##### Input data #####

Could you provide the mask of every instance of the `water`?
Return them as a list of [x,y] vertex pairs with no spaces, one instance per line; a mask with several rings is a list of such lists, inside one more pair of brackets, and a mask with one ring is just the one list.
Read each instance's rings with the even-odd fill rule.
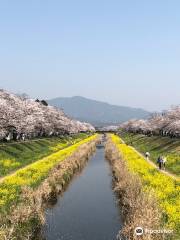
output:
[[44,236],[47,240],[114,240],[121,226],[111,170],[104,148],[97,148],[83,172],[47,210]]

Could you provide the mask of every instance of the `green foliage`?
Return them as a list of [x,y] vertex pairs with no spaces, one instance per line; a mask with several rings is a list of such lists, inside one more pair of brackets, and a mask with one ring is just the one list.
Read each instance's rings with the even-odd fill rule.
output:
[[158,156],[166,156],[166,169],[180,176],[180,140],[169,137],[145,136],[142,134],[123,133],[124,141],[134,146],[141,153],[150,152],[151,160],[157,162]]
[[37,139],[26,142],[0,144],[0,177],[55,153],[81,139],[86,134]]

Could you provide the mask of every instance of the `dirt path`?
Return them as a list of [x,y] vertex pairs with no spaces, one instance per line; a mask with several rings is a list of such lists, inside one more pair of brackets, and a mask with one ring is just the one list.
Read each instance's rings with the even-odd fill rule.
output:
[[[121,139],[121,140],[122,140],[122,139]],[[126,144],[126,143],[124,142],[124,140],[122,140],[122,142],[123,142],[124,144]],[[146,159],[146,157],[145,157],[142,153],[140,153],[136,148],[134,148],[134,147],[132,147],[132,146],[129,146],[129,147],[132,148],[138,155],[140,155],[141,157],[143,157],[145,161],[147,161],[149,164],[151,164],[151,165],[152,165],[154,168],[156,168],[158,171],[160,171],[161,173],[163,173],[163,174],[165,174],[165,175],[173,178],[174,180],[180,181],[180,178],[179,178],[178,176],[170,173],[170,172],[167,171],[167,170],[159,170],[158,166],[157,166],[152,160]]]

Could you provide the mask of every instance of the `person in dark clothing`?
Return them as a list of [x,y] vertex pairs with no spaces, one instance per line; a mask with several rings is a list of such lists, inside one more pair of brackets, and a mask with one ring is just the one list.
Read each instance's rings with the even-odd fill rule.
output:
[[158,157],[157,163],[159,165],[159,170],[161,170],[163,165],[163,159],[161,156]]

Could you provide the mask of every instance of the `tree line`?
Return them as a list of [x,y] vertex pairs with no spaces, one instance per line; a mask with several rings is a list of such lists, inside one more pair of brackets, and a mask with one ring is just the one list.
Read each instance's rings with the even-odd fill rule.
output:
[[171,107],[163,113],[155,113],[149,119],[130,120],[120,129],[146,135],[180,137],[180,106]]

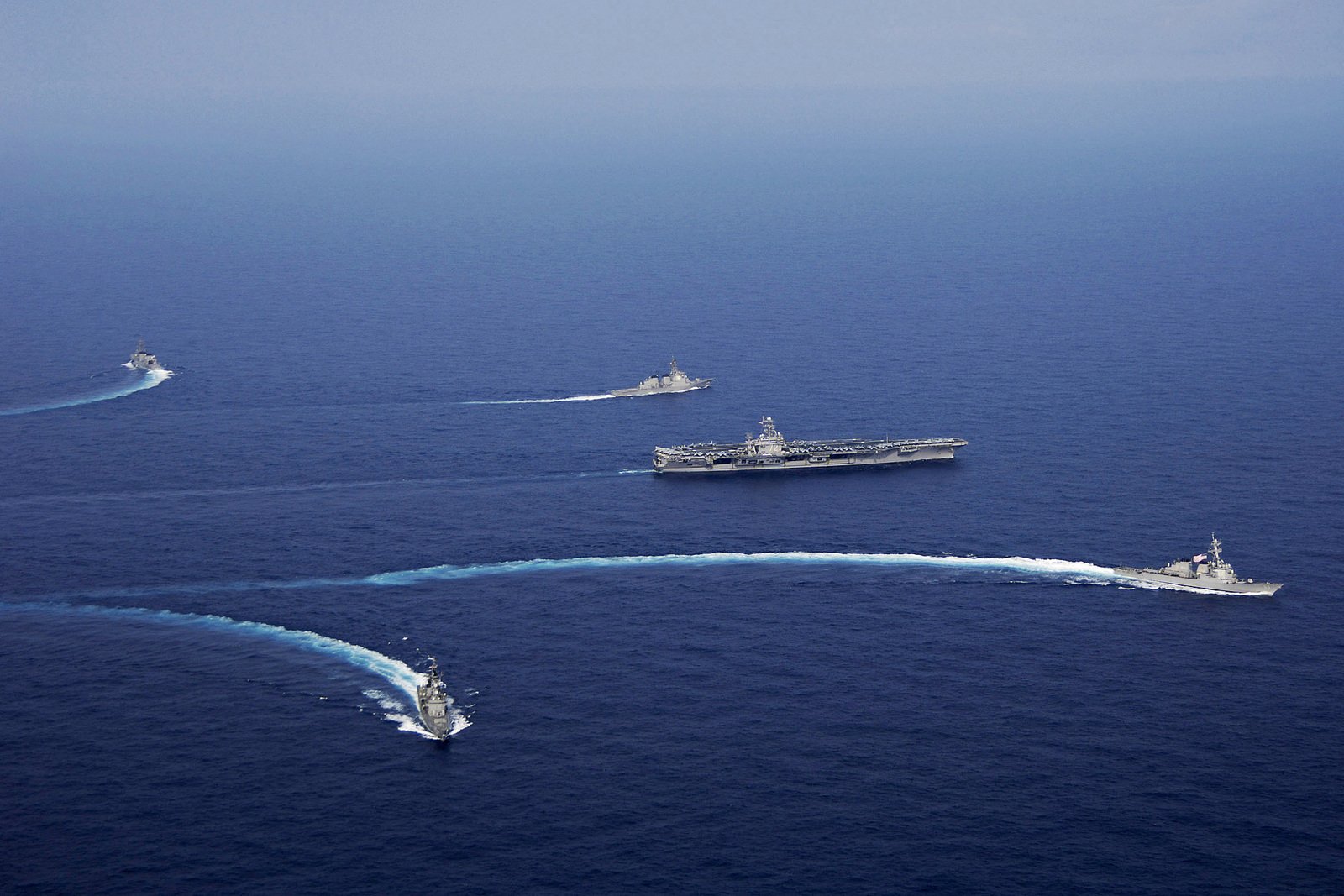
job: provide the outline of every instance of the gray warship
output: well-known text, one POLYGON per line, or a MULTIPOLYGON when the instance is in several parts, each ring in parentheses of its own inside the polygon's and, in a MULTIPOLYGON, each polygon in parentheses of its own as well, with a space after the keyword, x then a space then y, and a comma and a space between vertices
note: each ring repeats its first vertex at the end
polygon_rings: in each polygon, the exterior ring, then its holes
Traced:
POLYGON ((1281 582, 1238 579, 1232 567, 1223 560, 1223 543, 1218 540, 1218 536, 1211 537, 1212 544, 1208 553, 1196 553, 1189 560, 1172 560, 1161 570, 1116 567, 1116 572, 1129 579, 1159 586, 1173 584, 1226 594, 1262 594, 1267 596, 1284 587, 1281 582))
POLYGON ((429 658, 429 677, 415 688, 415 703, 419 705, 421 724, 439 740, 448 740, 453 733, 453 721, 448 715, 448 685, 438 677, 438 662, 429 658))
POLYGON ((965 439, 825 439, 789 442, 761 418, 761 435, 742 445, 677 445, 653 449, 656 473, 742 473, 745 470, 824 470, 950 461, 965 439))
POLYGON ((128 367, 137 371, 161 371, 163 367, 159 365, 159 359, 145 351, 145 340, 140 340, 136 344, 136 351, 130 353, 130 360, 126 361, 128 367))
POLYGON ((638 386, 628 390, 612 390, 612 395, 617 398, 628 398, 632 395, 661 395, 664 392, 692 392, 698 388, 708 388, 714 377, 710 379, 691 379, 680 371, 676 365, 676 359, 672 359, 672 368, 663 376, 655 373, 653 376, 645 377, 638 386))

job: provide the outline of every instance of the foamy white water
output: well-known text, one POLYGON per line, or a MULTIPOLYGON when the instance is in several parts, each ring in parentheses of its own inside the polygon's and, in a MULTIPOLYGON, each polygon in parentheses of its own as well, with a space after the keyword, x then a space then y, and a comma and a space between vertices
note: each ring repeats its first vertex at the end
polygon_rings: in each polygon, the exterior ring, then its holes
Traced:
MULTIPOLYGON (((399 587, 413 586, 422 582, 446 582, 457 579, 474 579, 495 575, 532 575, 563 571, 593 571, 605 570, 636 570, 656 567, 711 567, 711 566, 747 566, 747 564, 812 564, 812 566, 876 566, 892 568, 933 568, 933 570, 966 570, 976 572, 1001 572, 1004 582, 1025 580, 1063 580, 1073 584, 1116 584, 1124 583, 1126 587, 1187 591, 1191 594, 1214 594, 1206 588, 1193 588, 1177 584, 1154 584, 1132 579, 1111 567, 1083 563, 1081 560, 1056 560, 1048 557, 972 557, 972 556, 933 556, 926 553, 840 553, 832 551, 762 551, 757 553, 745 552, 711 552, 711 553, 659 553, 659 555, 626 555, 607 557, 536 557, 532 560, 503 560, 499 563, 469 563, 469 564, 438 564, 419 567, 417 570, 394 570, 391 572, 376 572, 368 576, 347 578, 313 578, 313 579, 276 579, 276 580, 237 580, 237 582, 196 582, 172 586, 153 587, 124 587, 124 588, 90 588, 81 592, 60 592, 47 596, 58 599, 99 598, 117 600, 136 600, 149 596, 164 596, 175 594, 216 594, 216 592, 243 592, 284 590, 298 591, 305 588, 344 588, 359 586, 399 587)), ((1226 595, 1224 595, 1226 596, 1226 595)), ((242 623, 241 623, 242 625, 242 623)), ((249 623, 250 625, 250 623, 249 623)), ((414 693, 414 689, 409 690, 414 693)))
MULTIPOLYGON (((122 367, 125 367, 125 364, 122 367)), ((31 404, 28 407, 4 408, 0 410, 0 416, 36 414, 38 411, 54 411, 60 407, 77 407, 79 404, 93 404, 94 402, 106 402, 114 398, 125 398, 126 395, 132 395, 134 392, 142 392, 146 388, 153 388, 160 383, 167 382, 169 376, 172 376, 172 371, 144 371, 144 376, 126 386, 118 386, 117 388, 113 390, 94 392, 93 395, 81 395, 81 396, 56 399, 46 404, 31 404)))
MULTIPOLYGON (((281 643, 320 653, 332 660, 344 662, 348 666, 370 673, 391 685, 394 693, 383 690, 366 690, 366 696, 378 700, 384 709, 384 717, 396 724, 402 731, 414 731, 430 737, 431 735, 421 727, 415 709, 415 689, 425 682, 426 676, 415 672, 401 660, 395 660, 370 647, 358 643, 329 638, 316 631, 301 629, 285 629, 266 622, 249 622, 246 619, 231 619, 228 617, 173 613, 171 610, 146 610, 142 607, 102 607, 97 604, 73 606, 66 603, 0 603, 0 613, 35 611, 35 613, 69 613, 81 615, 106 615, 124 619, 138 619, 157 622, 163 625, 194 626, 241 634, 258 638, 267 638, 281 643)), ((472 723, 449 699, 449 713, 453 719, 452 733, 468 728, 472 723)))
POLYGON ((569 398, 515 398, 499 402, 462 402, 462 404, 559 404, 560 402, 601 402, 616 398, 609 392, 601 395, 570 395, 569 398))

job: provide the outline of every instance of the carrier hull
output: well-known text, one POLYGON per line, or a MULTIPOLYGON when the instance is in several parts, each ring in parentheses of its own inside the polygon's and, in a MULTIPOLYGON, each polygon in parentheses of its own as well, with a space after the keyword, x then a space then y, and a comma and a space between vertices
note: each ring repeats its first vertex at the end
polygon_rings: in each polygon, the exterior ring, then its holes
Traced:
POLYGON ((653 449, 656 473, 766 473, 847 470, 921 461, 950 461, 965 439, 786 441, 769 416, 765 431, 739 445, 699 443, 653 449))

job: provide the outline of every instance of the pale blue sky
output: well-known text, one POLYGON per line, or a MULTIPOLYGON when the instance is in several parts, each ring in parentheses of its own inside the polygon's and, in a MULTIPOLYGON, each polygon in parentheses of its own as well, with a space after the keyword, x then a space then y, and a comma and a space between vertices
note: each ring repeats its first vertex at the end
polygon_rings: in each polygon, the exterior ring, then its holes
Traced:
POLYGON ((0 4, 11 103, 1340 77, 1340 0, 0 4))

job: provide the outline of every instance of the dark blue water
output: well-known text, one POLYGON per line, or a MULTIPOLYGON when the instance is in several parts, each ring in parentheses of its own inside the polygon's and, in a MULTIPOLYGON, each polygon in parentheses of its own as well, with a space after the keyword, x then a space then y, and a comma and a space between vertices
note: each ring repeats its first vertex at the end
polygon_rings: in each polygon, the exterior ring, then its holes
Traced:
POLYGON ((1328 145, 548 148, 11 172, 7 892, 1340 889, 1328 145), (762 414, 970 445, 648 473, 762 414), (491 566, 711 552, 926 559, 491 566))

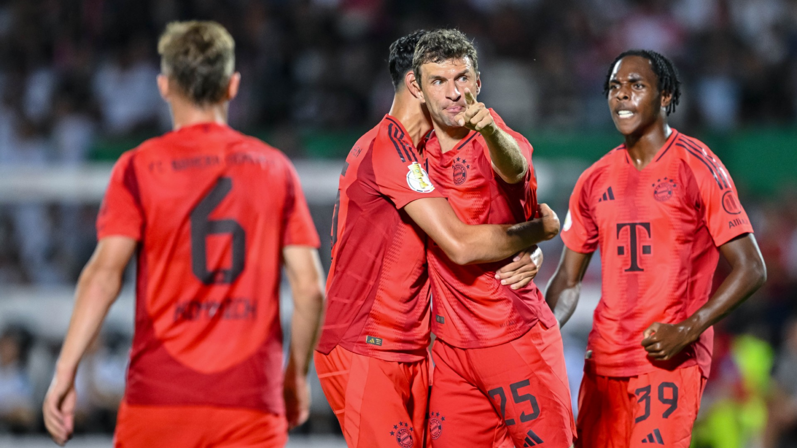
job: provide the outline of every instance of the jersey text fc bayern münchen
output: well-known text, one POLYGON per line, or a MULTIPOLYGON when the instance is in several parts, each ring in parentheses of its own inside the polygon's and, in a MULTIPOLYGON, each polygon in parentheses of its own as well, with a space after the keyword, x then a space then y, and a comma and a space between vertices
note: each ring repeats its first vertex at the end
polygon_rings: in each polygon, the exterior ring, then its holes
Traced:
POLYGON ((284 412, 281 251, 319 239, 282 153, 215 123, 147 140, 114 166, 97 235, 139 242, 127 403, 284 412))

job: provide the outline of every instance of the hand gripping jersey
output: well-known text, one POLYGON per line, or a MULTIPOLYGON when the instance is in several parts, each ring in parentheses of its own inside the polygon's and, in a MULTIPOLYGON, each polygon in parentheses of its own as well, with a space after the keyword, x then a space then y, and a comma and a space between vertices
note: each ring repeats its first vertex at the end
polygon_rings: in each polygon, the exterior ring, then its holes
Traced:
POLYGON ((114 166, 97 234, 139 242, 128 403, 284 411, 281 250, 319 240, 282 153, 214 123, 147 140, 114 166))
POLYGON ((387 361, 426 358, 429 282, 423 232, 402 209, 440 192, 390 115, 355 144, 340 173, 332 264, 317 350, 340 345, 387 361))
POLYGON ((642 170, 620 146, 584 171, 562 240, 576 252, 600 248, 602 294, 585 368, 634 376, 697 364, 708 377, 713 329, 666 363, 647 357, 642 332, 655 321, 678 323, 702 306, 717 247, 748 232, 725 167, 705 144, 674 129, 642 170))
MULTIPOLYGON (((509 129, 492 109, 495 122, 512 135, 528 162, 520 182, 507 184, 493 170, 489 150, 481 134, 471 131, 445 154, 433 134, 424 154, 429 173, 462 222, 467 224, 516 224, 534 217, 537 209, 536 179, 532 146, 509 129)), ((447 344, 461 349, 491 347, 524 335, 544 319, 556 325, 542 294, 532 282, 512 290, 496 279, 497 263, 460 266, 434 243, 429 244, 434 316, 432 331, 447 344)))

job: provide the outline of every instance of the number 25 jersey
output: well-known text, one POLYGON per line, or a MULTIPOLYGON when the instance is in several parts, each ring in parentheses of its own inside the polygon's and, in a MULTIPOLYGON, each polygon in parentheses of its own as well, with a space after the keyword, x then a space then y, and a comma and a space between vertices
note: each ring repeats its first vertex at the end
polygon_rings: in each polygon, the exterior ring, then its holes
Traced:
POLYGON ((288 158, 215 123, 147 140, 114 166, 112 236, 139 242, 124 399, 284 412, 281 250, 319 247, 288 158))
POLYGON ((642 346, 650 324, 677 324, 709 300, 717 247, 752 232, 722 163, 701 142, 674 129, 642 170, 625 146, 579 178, 562 226, 572 251, 600 247, 602 291, 585 369, 634 376, 698 365, 708 377, 713 329, 665 363, 642 346))

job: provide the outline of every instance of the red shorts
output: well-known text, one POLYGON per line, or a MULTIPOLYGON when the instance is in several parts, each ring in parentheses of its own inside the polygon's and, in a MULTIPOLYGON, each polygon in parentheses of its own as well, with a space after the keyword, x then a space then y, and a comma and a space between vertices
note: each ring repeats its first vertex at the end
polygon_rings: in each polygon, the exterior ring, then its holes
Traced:
POLYGON ((338 345, 315 353, 321 388, 349 448, 423 447, 429 360, 392 362, 338 345))
POLYGON ((631 377, 585 372, 577 446, 688 448, 705 380, 697 365, 631 377))
POLYGON ((257 446, 281 448, 288 442, 284 415, 213 406, 119 407, 116 448, 153 446, 257 446))
POLYGON ((485 349, 437 340, 429 437, 434 448, 568 448, 575 423, 559 327, 537 324, 485 349))

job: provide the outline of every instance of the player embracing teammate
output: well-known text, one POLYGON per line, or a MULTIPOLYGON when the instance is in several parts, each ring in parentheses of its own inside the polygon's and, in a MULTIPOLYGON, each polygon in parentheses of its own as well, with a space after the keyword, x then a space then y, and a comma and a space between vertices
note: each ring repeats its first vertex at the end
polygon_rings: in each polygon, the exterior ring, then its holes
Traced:
MULTIPOLYGON (((431 32, 413 60, 415 93, 434 131, 431 178, 469 224, 506 224, 537 211, 532 146, 477 101, 478 56, 456 29, 431 32)), ((461 266, 430 242, 430 438, 435 448, 567 448, 575 423, 562 337, 537 287, 512 289, 495 263, 461 266)))
POLYGON ((724 166, 667 125, 673 63, 621 54, 604 86, 625 143, 576 182, 565 248, 546 299, 564 324, 600 249, 603 286, 579 394, 578 446, 689 446, 709 376, 712 325, 756 291, 766 267, 724 166), (711 294, 720 253, 732 271, 711 294))

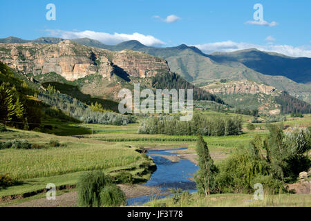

#####

**Objective**. Reproduce, word for word, the lines of the material above that begin with the line containing "job: provide the outline of every instance of the jersey" and end with the line containing "POLYGON ((284 412, 281", both included.

**Output below**.
job: provide the outline of every instance of the jersey text fc bayern münchen
output: well-known text, one POLYGON per line, or a MULTIPOLYGON when the instance is in several parts, each ring in parentheses of its own inside the polygon's and, in a MULTIPOLYGON, each polygon in parentheses of its own as well, with a space after the keyword, x then a space then y, and a comma and a space between vertices
note: each ring repeats its first vertex at the end
polygon_rings: in each polygon, the exterior ring, then its holes
Traced:
POLYGON ((284 412, 281 251, 319 239, 282 153, 215 123, 147 140, 114 166, 97 235, 139 242, 127 403, 284 412))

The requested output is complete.